Task requirements: Transcribe every entry below word for word, but skip the pictures.
[start of Given information]
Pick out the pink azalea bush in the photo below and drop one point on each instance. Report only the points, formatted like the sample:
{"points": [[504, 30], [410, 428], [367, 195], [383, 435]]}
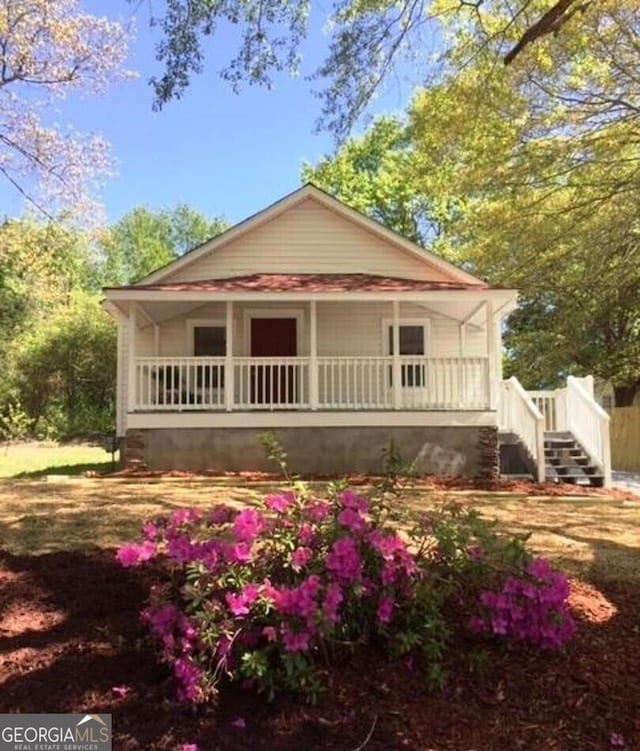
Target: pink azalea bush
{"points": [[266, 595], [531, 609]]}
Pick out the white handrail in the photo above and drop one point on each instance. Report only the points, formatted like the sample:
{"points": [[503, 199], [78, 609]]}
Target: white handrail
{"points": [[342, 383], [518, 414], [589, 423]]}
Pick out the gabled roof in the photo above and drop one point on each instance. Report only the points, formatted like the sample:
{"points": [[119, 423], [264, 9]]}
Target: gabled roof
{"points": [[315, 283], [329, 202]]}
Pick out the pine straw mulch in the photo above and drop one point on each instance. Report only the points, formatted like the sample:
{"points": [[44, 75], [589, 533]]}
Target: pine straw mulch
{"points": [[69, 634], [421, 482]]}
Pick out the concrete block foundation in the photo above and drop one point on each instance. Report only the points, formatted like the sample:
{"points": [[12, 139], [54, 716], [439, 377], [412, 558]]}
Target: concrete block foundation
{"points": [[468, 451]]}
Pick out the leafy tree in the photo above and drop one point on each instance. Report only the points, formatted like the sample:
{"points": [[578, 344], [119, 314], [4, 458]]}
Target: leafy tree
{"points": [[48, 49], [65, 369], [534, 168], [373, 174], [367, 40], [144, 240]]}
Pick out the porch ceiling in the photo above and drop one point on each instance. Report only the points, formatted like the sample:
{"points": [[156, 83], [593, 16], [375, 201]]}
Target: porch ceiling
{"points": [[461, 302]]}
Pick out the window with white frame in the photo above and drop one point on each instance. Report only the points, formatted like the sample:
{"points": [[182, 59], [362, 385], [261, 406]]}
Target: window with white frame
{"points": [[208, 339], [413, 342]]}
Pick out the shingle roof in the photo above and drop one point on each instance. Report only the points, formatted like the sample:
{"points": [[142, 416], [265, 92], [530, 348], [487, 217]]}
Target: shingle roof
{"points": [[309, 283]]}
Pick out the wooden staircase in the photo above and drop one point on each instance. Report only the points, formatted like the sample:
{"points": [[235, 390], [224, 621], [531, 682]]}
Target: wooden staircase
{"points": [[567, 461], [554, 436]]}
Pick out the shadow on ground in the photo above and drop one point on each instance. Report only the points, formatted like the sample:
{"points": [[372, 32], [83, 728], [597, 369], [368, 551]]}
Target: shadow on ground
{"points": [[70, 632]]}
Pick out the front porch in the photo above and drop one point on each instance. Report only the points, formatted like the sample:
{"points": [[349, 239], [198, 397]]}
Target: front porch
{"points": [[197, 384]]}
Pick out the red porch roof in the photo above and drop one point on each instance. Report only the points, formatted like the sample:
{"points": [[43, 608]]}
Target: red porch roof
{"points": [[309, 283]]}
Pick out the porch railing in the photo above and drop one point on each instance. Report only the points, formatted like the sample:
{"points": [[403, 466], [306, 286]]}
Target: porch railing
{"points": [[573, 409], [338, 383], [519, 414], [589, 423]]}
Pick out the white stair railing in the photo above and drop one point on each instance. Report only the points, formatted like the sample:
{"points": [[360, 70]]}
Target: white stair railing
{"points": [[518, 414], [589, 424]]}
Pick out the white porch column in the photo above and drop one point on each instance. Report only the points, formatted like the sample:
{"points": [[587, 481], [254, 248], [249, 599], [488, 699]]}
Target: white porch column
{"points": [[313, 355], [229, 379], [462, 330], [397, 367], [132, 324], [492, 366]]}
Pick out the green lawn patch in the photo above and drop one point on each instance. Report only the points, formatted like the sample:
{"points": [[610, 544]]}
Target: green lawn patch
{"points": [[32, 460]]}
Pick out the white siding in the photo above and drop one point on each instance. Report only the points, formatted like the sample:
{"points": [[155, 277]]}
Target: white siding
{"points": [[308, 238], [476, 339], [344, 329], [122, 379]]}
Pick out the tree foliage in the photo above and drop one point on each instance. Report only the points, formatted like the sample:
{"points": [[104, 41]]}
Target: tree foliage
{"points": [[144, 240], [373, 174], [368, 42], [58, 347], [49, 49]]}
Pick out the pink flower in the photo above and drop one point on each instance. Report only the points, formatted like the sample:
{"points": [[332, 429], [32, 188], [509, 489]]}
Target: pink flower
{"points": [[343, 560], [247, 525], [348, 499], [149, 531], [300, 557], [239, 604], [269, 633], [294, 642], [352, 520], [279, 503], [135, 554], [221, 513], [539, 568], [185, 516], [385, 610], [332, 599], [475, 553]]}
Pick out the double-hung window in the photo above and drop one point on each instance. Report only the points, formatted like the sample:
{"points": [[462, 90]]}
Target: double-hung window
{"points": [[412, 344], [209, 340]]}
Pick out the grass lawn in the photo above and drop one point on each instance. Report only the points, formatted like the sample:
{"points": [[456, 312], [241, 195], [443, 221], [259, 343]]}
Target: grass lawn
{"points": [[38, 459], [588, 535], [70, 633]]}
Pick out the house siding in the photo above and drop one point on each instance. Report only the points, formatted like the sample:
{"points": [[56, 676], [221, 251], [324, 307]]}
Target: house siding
[end of Given information]
Result for this exercise:
Pick out the pink azalea bush in the photo below and drop one point on each instance. Report only the points, formatted like the sample:
{"points": [[504, 30], [410, 428], [367, 195], [383, 435]]}
Target: pink azalea bush
{"points": [[266, 595], [531, 609]]}
Pick out the white handrail in the photo above and drop one point on each instance. Report only the points, formatted like the sample:
{"points": [[503, 199], [78, 609]]}
Target: white handrail
{"points": [[342, 383], [518, 414], [589, 423]]}
Pick out the gabled roof in the photo above and drop one point on each instance. Report only the points, formatted like the sample:
{"points": [[119, 423], [264, 9]]}
Target: gabled roof
{"points": [[315, 283], [329, 202]]}
Pick out the pine straw mulch in the photo above and drop one point on each instance. Report only the points, formatted like the sample:
{"points": [[44, 75], [589, 533]]}
Target: pine straw mulch
{"points": [[69, 634], [421, 482]]}
Pick out the concrete block foundation in the photo above and drop one point on each instance. Report only the points, formatted like the sample:
{"points": [[12, 139], [54, 716], [439, 377], [412, 558]]}
Target: concrete block foundation
{"points": [[468, 451]]}
Pick out the leafy tree in the photo above and drop one point on each instance. Report only the points, formatted like the sample:
{"points": [[578, 344], [119, 314], [4, 458]]}
Target: leafy tree
{"points": [[48, 49], [65, 369], [534, 168], [373, 174], [367, 40], [144, 240]]}
Pick out the porch ceiling in the photo above and drop one point on each instance. Report only the points, formatted like the sample:
{"points": [[156, 83], [593, 16], [375, 201]]}
Target: porch ceiling
{"points": [[461, 302]]}
Pick out the window with white frame in the photo above and drop one point on each instance. Report only the points, formatted like the sample:
{"points": [[182, 59], [362, 385], [261, 406]]}
Target: window with white frame
{"points": [[208, 339], [413, 342]]}
Pick out the shingle roof in the photo above and drop one point on each instance. Report only the points, formatted like the sample:
{"points": [[142, 416], [265, 92], [530, 348], [487, 217]]}
Target: shingle roof
{"points": [[309, 283]]}
Pick out the wooden staircase in the photo above and drop one point on each instance. Report only the points, formatted like the sample:
{"points": [[235, 390], [224, 621], [531, 682]]}
Target: wooden staircase
{"points": [[567, 461], [554, 436]]}
Pick out the shadow on ground in the photo above and drop one point on each instance. Report only the points, formatted like the sample:
{"points": [[372, 32], [83, 728], [597, 369], [368, 551]]}
Target: shadow on ground
{"points": [[70, 632]]}
Pick out the front porch in the photo above and drop one point on each instance. Report only the points, formatted like the sample:
{"points": [[349, 239], [198, 397]]}
Target: front porch
{"points": [[197, 384]]}
Pick out the red porch roof in the photo above and drop one point on each instance. Report only the points, formatted like the sample:
{"points": [[43, 608]]}
Target: red porch roof
{"points": [[309, 283]]}
Pick out the porch railing in the photo above and drop one point on each instance. Report only the points, formatted like the sample:
{"points": [[403, 466], [306, 286]]}
Target: porch railing
{"points": [[573, 409], [338, 383], [519, 414], [589, 423]]}
Pick out the white stair railing in the photo above and drop one point on each instance. Report only the points, formatted like the sample:
{"points": [[360, 70]]}
Target: white stair railing
{"points": [[518, 414], [589, 424]]}
Pick out the white porch column in the photo above and drop one point on each instance. Report only the points, formatted like the sample:
{"points": [[587, 481], [254, 248], [249, 599], [488, 699]]}
Target: white porch column
{"points": [[313, 355], [229, 379], [462, 330], [397, 367], [132, 324], [492, 366]]}
Pick out the green lawn patch in the photo above and drop one point on each instance. Report only the points, formatted like the sample:
{"points": [[610, 544]]}
Target: green lawn patch
{"points": [[32, 460]]}
Pick out the white siding in the photo above and drop one point on each instance. Report only the points, formatted like the sample:
{"points": [[155, 277]]}
Target: white siding
{"points": [[308, 238], [476, 339], [344, 329], [122, 379]]}
Pick out the tree foliage in the photo above and drop one point on each instance. Report only the points, formatted like the sample:
{"points": [[104, 41]]}
Target: tree foliage
{"points": [[144, 240], [373, 174], [368, 42], [58, 347], [49, 49]]}
Pick out the pink flower in the photo above and drop one point on each instance. Report only the points, formatted like the sample:
{"points": [[332, 429], [32, 188], [509, 489]]}
Target: pink flower
{"points": [[343, 560], [247, 525], [348, 499], [149, 531], [300, 557], [239, 604], [269, 633], [294, 642], [352, 520], [279, 503], [135, 554], [221, 513], [539, 568], [185, 516], [385, 610], [332, 599], [475, 553]]}
Pick out the double-hung window in the photo above and drop one point on each instance. Report only the points, formatted like the sample:
{"points": [[462, 90]]}
Target: double-hung window
{"points": [[412, 344], [209, 340]]}
Pick out the grass lawn in the photo above and drop one point on each instance. Report only the points, formatted like the sample:
{"points": [[456, 312], [241, 195], [443, 221], [259, 343]]}
Target: grass lawn
{"points": [[38, 459], [588, 535], [70, 633]]}
Pick out the house siding in the photo above and drop one point on each instance. Report only the points, formatted like the sample:
{"points": [[56, 676], [221, 251], [324, 307]]}
Target: house siding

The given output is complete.